-- LISTED RECORDS follows --
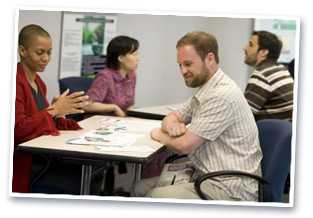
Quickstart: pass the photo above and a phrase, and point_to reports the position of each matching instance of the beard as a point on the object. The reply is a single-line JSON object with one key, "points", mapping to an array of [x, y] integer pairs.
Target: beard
{"points": [[197, 81]]}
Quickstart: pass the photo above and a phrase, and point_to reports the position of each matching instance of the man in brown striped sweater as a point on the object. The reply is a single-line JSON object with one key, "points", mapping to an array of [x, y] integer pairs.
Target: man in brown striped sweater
{"points": [[270, 87]]}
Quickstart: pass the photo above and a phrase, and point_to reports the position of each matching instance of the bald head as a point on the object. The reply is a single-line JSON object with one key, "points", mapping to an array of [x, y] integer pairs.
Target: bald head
{"points": [[29, 32]]}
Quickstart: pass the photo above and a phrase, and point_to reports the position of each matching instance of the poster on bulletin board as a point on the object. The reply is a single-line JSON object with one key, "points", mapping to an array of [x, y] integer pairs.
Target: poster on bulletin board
{"points": [[285, 30], [84, 41]]}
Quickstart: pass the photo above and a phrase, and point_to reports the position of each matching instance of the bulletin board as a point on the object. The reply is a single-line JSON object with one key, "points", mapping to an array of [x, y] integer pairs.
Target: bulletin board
{"points": [[84, 41]]}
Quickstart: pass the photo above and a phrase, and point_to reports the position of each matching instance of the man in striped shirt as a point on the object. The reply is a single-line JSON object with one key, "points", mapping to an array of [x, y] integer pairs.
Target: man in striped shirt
{"points": [[222, 133], [270, 87]]}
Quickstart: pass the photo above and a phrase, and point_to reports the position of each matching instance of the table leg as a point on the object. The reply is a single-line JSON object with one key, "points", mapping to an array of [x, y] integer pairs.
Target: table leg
{"points": [[85, 179], [138, 169]]}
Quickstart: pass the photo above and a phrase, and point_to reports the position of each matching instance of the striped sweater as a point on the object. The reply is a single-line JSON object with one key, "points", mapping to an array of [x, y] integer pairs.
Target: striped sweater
{"points": [[270, 92]]}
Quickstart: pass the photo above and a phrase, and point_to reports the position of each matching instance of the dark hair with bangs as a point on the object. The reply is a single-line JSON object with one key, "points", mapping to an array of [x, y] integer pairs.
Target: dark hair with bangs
{"points": [[120, 45], [271, 42]]}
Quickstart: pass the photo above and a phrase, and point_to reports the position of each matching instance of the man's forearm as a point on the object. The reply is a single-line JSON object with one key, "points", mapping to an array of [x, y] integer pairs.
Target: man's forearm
{"points": [[171, 118]]}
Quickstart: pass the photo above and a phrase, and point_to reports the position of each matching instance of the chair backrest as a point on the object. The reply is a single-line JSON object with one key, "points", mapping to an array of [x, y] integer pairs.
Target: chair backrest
{"points": [[75, 84], [275, 139]]}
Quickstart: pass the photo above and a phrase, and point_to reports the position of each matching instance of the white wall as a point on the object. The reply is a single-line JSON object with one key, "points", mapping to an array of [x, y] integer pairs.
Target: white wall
{"points": [[159, 80]]}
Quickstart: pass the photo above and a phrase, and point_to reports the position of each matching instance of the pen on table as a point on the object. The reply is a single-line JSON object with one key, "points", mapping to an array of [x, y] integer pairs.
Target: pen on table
{"points": [[173, 180]]}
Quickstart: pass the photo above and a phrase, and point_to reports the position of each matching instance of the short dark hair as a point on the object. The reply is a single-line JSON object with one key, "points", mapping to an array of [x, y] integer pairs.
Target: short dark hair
{"points": [[203, 43], [271, 42], [29, 31], [120, 45]]}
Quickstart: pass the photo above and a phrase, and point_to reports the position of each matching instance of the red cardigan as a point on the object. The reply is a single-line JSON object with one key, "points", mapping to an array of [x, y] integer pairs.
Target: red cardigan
{"points": [[31, 123]]}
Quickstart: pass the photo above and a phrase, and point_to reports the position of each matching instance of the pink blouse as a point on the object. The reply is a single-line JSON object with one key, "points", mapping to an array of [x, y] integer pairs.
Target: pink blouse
{"points": [[111, 88]]}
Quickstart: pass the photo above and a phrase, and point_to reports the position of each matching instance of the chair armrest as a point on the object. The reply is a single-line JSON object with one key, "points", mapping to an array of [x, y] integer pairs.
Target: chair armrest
{"points": [[204, 177]]}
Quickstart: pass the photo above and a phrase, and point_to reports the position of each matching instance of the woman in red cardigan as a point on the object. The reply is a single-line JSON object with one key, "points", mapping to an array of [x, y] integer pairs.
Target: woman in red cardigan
{"points": [[33, 114]]}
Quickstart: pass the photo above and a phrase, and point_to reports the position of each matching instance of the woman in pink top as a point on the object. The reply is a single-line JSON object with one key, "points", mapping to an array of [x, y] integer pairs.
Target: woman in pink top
{"points": [[113, 90]]}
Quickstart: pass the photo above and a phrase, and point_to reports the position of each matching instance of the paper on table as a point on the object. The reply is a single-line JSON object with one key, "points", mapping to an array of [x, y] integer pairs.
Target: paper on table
{"points": [[105, 138], [134, 126]]}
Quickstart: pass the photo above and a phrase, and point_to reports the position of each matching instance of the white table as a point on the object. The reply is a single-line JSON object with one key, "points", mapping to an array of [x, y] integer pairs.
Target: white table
{"points": [[154, 112], [139, 152]]}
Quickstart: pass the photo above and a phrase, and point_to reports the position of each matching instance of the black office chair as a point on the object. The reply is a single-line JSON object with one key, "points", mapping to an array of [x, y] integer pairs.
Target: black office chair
{"points": [[275, 139]]}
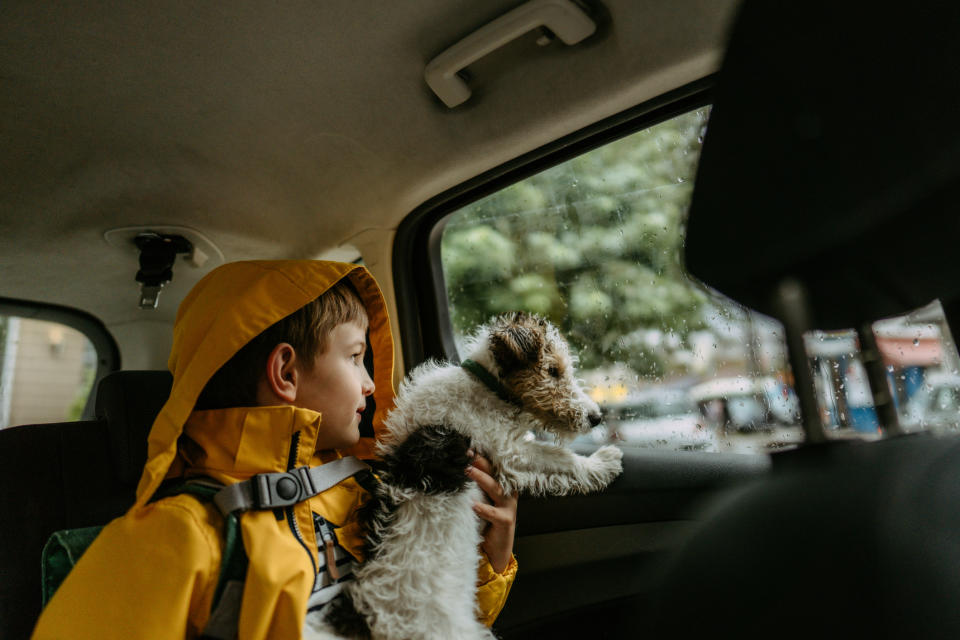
-- LISTED RECORDS concluded --
PROBLEM REQUIREMENTS:
Reproduce every record word for word. The copy must contain no pictures.

TASK OUTPUT:
Quickstart: pass the photo above and a phrase, and point_to reports the position of each matching instance of the beard as a point on the object. The reply is a single-line JSON object with one key, "points", mapping to an array of [x, y] integer pairs.
Target: beard
{"points": [[197, 81]]}
Quickstart: pass the photo above and a phrase, and point_to reports the position of each matching instance of the man in brown striped sweater as a point on the object. The reply is a single-line JSON object with one key, "points", mapping to an array of [x, y] integer pairs.
Target: man in brown striped sweater
{"points": [[270, 87]]}
Quickstart: pass the photo above and a phrase, and point_to reports the position of each matching instance of the bald head as a point on the object. The reply is a single-line JSON object with one key, "points", mapping to an array of [x, y] integer pairs.
Target: bald head
{"points": [[29, 32]]}
Quickstart: pass the photo above and a phrase, and point_to reports the position of each matching instance of the poster on bulletin board as a point on the object. The reply is a single-line JSON object with one key, "points", mapping to an array of [x, y] integer pairs.
Target: poster on bulletin board
{"points": [[285, 30], [84, 41]]}
Quickstart: pass the photo above and a phrase, and point_to reports the position of each matching instance of the bulletin board as a point on the object. The reply is a single-line JSON object with one key, "points", mapping to an array of [x, y] integer pairs.
Target: bulletin board
{"points": [[84, 41]]}
Quickstart: pass the photo above and a phrase, and point_to reports the position of each matching instance of the man in striped shirt as a point on the object. The reply is a single-line JSON object with one key, "points", mapping to an array of [x, y] integer pairs.
Target: man in striped shirt
{"points": [[222, 133], [270, 87]]}
Quickstart: pass the photo above and a phrase, and point_to reports the position of each matching instance of the table leg as a point on the object. The reply is a single-line JSON object with one key, "points", mapping to an array of [x, y] integer pairs.
Target: table leg
{"points": [[85, 179], [138, 169]]}
Quickstart: pass the photo above and a phrase, and point_to reports the position of each matching instance of the striped sweater as a point on the object. The reply is a single-line JSON object with one key, "points", mapping to an array of [x, y] integer pairs.
Target: striped sweater
{"points": [[270, 92]]}
Quickstart: pass the photo above and a phrase, and point_to reports the position of each matching instance of the dark hair with bangs as a point on the object. The reply is a single-line JSON object with one key, "points", mapping to an array of [x, y] integer pairs.
Target: dark hair with bangs
{"points": [[120, 45], [271, 42]]}
Quickstart: pass the photo above and a phrase, and point_to reports the position of each matching instance of the man's forearm as a point on the object. The reply is a single-line JSON object with one key, "points", mapping to an array of [x, y] integer pairs.
Target: man's forearm
{"points": [[171, 118]]}
Quickstart: pass the photo above and a phrase, and point_to reports the position of each matching instance of the chair backrest as a point on the object. The reply is a single-line JSON object with one key, "points", mapping to an array of [x, y] integer pairs.
Target: chair backrest
{"points": [[75, 84], [275, 139]]}
Quickstart: pass the photo above and a phrase, and point_to reports the position of each matching instance of the white wall as a point on the object. The reply is a single-line JSON object with one key, "points", mapping to an array of [x, y] integer pairs.
Target: white wall
{"points": [[159, 80]]}
Quickstart: pass the photo above and a phrase, and point_to reports the position of each matching instance of the pen on table as a point on the object. The reply is a single-line JSON object with one key, "points", mapping to an array of [x, y] integer pairs.
Target: pen on table
{"points": [[173, 180]]}
Quickstart: pass the photo above and a phrase, and point_to reports the position of each matching instance of the short dark hair as a point on the object. The reply is a single-line JSON object with one key, "points", mapping to an array of [x, y] integer pairs.
Target: short dark hair
{"points": [[203, 43], [271, 42], [29, 31], [120, 45]]}
Quickstart: pass the photo above and a phrase, and point_to reports the position of each matching instance of the red cardigan as a point on the object. The reply is a single-line JSON object with one key, "points", mapping to an array of [x, y] integer pairs.
Target: red cardigan
{"points": [[31, 123]]}
Quickstart: pass the photo above and a phrase, and point_to reports the position of each matching instance of the pink blouse as a point on the object. The reply is a single-line JSON object with one key, "points", mapping to an array of [x, y] integer pairs.
Target: pink blouse
{"points": [[111, 88]]}
Quickstart: pass the photo above and a phrase, and point_to reports the position of each matching instance of the chair armrest as a point on the object. The reply is a single-line JSON object with one key, "points", mapping to an array of [x, y] integer pairs.
Target: chair armrest
{"points": [[204, 177]]}
Quickstart: pass the photo above and a phrase, and point_to reports the position of each matching instance of the woman in red cardigan as a point on the object. The reply is a single-line JSON object with one key, "points", mapping to an array of [x, y] integer pairs.
Target: woman in red cardigan
{"points": [[33, 114]]}
Quickstart: pass the photo above and a phrase, and point_to reports the position of each matching instance of the woman in pink top as a point on the object. The reply is a single-line JSON object with one key, "points", mapping to an array of [x, y] integer pairs.
Target: woman in pink top
{"points": [[113, 90]]}
Quickstart: pass the photo above and a phrase, and point_to reports the position of each matching instance of the paper on table as a point on the object. The reply is a single-line JSON object with one key, "points", mapping to an array of [x, y] integer pairs.
Target: paper on table
{"points": [[105, 138], [134, 126]]}
Quickstart: pass the photo above and a phrase, and point_to reports the position of each matching instance of the white table as a point on the object. The reply is a single-line JSON object with one key, "points", mapping to an array of [x, y] integer pairs.
Target: white table
{"points": [[154, 112], [139, 152]]}
Quickstart: pass the photo above and a phrase, and point_to reports the position of each matching instance of the black office chair as a point on the object. The reply is a single-line JSON object with one key, "points", mapping to an array of [x, y] integer pairs.
Target: black office chair
{"points": [[275, 139]]}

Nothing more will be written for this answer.